> Auszug:
++++++

Das Hausprojekt Klinge 10 in Plagwitz will neue Wege des Zusammenlebens erforschen

  Wie wir leben wollen | Das Hausprojekt Klinge 10 in Plagwitz will neue Wege des Zusammenlebens erforschen  Foto: Marcus Korzer

Mit seinem Kind auf dem Arm läuft Jonas die Betontreppe des Neubaublocks der Klinge 10 hinunter. Es ist 9 Uhr an einem Sonntag, der Türöffner der Gegensprechanlage funktioniert nicht. Muss wohl jemand zugeschlossen haben, sagt der 35-Jährige. Jemand, das kann einer der 30 Menschen gewesen sein, die seit Herbst letzten Jahres in der Klingenstraße in einem Hausprojekt in Leipzig-Plagwitz wohnen, das sich das Ziel gesetzt hat, langfristig bezahlbaren Wohnraum zu schaffen.

++++++

(Umrissdatensätze)
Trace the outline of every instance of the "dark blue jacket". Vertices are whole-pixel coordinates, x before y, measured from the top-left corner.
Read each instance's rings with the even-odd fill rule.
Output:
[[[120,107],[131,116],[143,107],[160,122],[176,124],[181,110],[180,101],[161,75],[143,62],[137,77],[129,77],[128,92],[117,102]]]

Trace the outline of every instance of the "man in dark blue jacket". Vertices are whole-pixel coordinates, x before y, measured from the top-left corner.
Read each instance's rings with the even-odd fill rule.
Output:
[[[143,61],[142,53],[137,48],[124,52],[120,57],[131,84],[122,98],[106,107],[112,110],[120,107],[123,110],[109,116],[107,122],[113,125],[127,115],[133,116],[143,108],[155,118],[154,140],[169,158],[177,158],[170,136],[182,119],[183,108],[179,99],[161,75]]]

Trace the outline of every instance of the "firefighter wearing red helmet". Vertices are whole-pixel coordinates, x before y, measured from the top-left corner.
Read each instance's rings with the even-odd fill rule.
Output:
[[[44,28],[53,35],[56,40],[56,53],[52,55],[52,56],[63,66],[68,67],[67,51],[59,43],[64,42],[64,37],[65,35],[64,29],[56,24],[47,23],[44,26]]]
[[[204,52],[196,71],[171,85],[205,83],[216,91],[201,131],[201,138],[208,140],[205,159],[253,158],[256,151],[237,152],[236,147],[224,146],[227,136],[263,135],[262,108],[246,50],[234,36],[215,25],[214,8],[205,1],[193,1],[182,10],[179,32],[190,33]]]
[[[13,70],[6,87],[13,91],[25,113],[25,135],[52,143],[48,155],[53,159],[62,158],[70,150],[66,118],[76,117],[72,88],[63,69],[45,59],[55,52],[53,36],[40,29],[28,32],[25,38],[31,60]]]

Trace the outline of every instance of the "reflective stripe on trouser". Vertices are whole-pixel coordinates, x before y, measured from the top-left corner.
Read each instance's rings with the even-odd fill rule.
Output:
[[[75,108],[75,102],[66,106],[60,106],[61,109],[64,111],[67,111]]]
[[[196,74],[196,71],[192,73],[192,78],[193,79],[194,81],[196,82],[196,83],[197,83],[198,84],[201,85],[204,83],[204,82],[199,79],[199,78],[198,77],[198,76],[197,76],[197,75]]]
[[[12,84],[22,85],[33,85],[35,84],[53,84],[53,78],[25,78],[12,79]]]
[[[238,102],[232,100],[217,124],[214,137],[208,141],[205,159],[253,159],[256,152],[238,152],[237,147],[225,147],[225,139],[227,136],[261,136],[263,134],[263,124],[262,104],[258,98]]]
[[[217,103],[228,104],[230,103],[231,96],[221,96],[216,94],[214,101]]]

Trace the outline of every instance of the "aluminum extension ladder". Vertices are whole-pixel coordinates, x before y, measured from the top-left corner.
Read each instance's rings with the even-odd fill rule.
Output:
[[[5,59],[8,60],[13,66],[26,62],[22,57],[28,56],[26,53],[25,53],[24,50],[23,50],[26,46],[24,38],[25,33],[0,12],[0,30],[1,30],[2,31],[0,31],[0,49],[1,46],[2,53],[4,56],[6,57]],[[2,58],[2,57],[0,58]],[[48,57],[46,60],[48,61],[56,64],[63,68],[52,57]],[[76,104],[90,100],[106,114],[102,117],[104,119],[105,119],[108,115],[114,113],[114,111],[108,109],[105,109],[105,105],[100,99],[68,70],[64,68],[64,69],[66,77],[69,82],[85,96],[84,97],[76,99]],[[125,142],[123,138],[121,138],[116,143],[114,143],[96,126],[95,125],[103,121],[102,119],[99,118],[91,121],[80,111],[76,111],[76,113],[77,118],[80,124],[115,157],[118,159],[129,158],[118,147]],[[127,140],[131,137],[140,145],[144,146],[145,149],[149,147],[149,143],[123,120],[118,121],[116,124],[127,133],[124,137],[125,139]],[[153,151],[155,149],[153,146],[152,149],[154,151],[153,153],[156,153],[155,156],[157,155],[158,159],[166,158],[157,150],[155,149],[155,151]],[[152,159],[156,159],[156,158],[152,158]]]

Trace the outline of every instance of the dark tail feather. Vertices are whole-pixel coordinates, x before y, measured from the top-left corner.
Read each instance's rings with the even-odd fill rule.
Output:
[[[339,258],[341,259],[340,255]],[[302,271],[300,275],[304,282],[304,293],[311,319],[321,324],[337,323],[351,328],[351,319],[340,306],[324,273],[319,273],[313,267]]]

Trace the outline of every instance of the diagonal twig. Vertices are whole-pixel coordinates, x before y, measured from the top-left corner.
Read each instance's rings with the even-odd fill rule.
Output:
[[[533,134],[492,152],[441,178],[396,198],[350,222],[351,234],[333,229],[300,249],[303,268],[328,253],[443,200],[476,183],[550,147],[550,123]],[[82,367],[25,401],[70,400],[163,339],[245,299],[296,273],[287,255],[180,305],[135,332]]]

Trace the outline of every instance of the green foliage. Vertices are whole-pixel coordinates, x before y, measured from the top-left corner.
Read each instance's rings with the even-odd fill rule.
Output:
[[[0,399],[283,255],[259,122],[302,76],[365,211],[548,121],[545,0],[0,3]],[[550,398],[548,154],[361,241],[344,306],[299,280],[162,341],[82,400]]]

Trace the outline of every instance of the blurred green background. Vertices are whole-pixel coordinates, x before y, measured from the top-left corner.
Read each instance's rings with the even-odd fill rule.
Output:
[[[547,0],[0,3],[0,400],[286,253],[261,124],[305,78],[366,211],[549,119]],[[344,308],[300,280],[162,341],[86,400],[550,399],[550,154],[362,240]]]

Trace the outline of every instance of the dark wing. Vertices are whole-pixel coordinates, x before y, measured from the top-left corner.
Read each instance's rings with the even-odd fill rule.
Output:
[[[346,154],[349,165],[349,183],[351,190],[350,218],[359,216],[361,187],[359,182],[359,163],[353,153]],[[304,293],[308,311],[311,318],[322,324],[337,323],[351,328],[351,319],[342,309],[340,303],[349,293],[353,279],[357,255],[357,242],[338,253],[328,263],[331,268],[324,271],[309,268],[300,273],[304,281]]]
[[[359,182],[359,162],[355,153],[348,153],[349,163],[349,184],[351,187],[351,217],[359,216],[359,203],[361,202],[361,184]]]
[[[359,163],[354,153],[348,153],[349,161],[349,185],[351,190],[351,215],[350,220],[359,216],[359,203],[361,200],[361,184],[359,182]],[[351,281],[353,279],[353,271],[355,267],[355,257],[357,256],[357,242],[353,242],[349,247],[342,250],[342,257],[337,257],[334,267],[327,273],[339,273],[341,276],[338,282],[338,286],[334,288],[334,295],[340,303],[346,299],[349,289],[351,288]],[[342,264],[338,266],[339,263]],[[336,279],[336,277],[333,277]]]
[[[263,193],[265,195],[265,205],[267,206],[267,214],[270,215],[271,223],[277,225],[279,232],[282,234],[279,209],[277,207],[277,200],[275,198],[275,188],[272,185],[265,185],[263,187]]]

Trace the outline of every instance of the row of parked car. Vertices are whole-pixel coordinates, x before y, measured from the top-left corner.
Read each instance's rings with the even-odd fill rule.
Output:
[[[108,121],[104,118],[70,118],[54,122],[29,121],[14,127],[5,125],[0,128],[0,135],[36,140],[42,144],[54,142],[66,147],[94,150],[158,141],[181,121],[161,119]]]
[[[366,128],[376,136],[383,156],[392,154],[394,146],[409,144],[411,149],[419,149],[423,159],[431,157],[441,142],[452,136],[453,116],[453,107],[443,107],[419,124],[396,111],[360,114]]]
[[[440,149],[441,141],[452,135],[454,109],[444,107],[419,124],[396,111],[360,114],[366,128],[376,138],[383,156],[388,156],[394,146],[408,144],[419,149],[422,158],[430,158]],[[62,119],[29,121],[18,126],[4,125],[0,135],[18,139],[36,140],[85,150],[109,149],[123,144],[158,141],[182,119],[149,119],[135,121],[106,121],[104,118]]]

++++++

> Aufgaben:
1. Gib den Auszug über das Hausprojekt Klinge 10 zwischen "Mit seinem Kind" und "Wohnraum zu schaffen." einschließlich erneut wieder und tausche dabei "Betontreppe" gegen "Holztreppe" aus.
2. Schreibe den Auszug über das Hausprojekt Klinge 10 im Anschluss an seinen letzten Satz weiter.
Die Einträge spielen hierfür keine Rolle.

> Übungsergebnisse:
1.
Mit seinem Kind auf dem Arm läuft Jonas die Holztreppe des Neubaublocks der Klinge 10 hinunter. Es ist 9 Uhr an einem Sonntag, der Türöffner der Gegensprechanlage funktioniert nicht. Muss wohl jemand zugeschlossen haben, sagt der 35-Jährige. Jemand, das kann einer der 30 Menschen gewesen sein, die seit Herbst letzten Jahres in der Klingenstraße in einem Hausprojekt in Leipzig-Plagwitz wohnen, das sich das Ziel gesetzt hat, langfristig bezahlbaren Wohnraum zu schaffen.

2.
Dafür hat sich vor Jahren eine Gruppe von Menschen zusammengefunden, die sich 2017 für das Konzeptvergabeverfahren der Stadt Leipzig bewarb, mit dem die Verwaltung Grundstücke nach Innovationen und Qualitäten von Wohnprojekten vergibt – und nicht nach dem Höchstgebot. Der Klinge 10 beschert es einen Erbbaurechtsvertrag über 99 Jahre mit der LWB. Zum jährlichen Pachtzins von 3.400 Euro kommen die Kosten für den Hausbau: etwa 2,5 Millionen Euro. Die Finanzierung läuft über eine Struktur, die den Verkauf des Hauses für immer verhindern soll: An einer von der Baugemeinschaft gegründeten GmbH sind jeweils zur Hälfte das Mietshäuser-Syndikat – eine Organisation aus Freiburg, die deutschlandweit Hausprojekte unterstützt –, und ein von der Baugemeinschaft gegründeter Verein beteiligt. Das für einen Bankkredit nötige Eigenkapital leiht sich das Bau- und Wohnprojekt über Direktkredite von Privatpersonen, die mithilfe der Mieten der aktuellen Bewohnerinnen und Bewohner zurückgezahlt werden.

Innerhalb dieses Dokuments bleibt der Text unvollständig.